State how many lines in the entries below contain the word "lawn". Reply with the number alone.

DATA TO PROCESS
====
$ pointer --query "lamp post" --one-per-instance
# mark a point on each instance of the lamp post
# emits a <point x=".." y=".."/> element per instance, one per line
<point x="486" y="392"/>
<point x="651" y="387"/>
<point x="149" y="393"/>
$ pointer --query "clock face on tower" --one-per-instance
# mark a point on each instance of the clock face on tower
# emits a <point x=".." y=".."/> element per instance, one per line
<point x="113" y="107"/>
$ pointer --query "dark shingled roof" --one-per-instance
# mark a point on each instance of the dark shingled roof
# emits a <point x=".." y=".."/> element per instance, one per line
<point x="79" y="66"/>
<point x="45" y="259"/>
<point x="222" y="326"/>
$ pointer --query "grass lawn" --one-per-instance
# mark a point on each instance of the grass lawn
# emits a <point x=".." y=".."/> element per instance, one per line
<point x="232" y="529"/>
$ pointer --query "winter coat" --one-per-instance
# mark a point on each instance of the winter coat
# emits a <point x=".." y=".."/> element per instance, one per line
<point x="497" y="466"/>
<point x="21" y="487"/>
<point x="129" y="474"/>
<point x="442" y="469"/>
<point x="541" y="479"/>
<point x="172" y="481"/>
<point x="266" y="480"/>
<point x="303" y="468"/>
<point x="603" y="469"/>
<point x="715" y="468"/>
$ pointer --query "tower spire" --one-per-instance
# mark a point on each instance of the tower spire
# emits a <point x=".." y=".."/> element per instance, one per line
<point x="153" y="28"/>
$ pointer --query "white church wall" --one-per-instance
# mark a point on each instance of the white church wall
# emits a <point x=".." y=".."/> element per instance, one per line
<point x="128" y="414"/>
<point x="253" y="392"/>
====
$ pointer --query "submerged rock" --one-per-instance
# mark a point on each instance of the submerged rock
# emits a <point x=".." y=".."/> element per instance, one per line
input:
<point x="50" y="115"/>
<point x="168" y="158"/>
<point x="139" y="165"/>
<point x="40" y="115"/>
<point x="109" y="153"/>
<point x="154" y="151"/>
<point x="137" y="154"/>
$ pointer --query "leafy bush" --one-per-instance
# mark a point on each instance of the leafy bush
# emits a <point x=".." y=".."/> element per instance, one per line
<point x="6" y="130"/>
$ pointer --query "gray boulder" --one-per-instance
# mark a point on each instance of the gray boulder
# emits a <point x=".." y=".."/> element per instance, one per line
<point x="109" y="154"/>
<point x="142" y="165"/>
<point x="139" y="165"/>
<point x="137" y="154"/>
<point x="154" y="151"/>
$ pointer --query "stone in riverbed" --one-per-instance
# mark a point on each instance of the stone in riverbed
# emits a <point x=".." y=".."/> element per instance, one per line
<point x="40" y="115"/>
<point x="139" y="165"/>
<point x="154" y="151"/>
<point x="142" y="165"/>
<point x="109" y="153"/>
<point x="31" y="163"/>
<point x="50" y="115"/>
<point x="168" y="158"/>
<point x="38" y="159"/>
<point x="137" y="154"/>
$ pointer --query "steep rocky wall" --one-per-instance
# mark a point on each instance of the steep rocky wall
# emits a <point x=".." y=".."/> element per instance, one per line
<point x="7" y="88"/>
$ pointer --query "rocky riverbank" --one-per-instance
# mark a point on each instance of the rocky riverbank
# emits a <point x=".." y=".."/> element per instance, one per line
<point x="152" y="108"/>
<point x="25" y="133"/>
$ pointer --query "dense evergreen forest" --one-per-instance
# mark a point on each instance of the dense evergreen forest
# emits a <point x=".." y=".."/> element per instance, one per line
====
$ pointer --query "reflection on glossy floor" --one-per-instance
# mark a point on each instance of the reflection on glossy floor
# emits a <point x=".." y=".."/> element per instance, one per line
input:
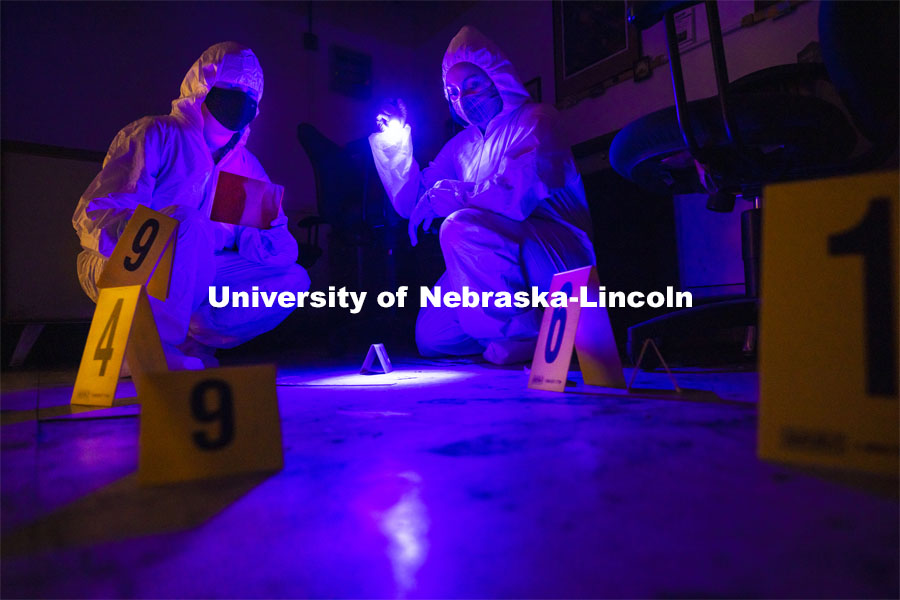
====
RESPONSE TO THIS TASK
2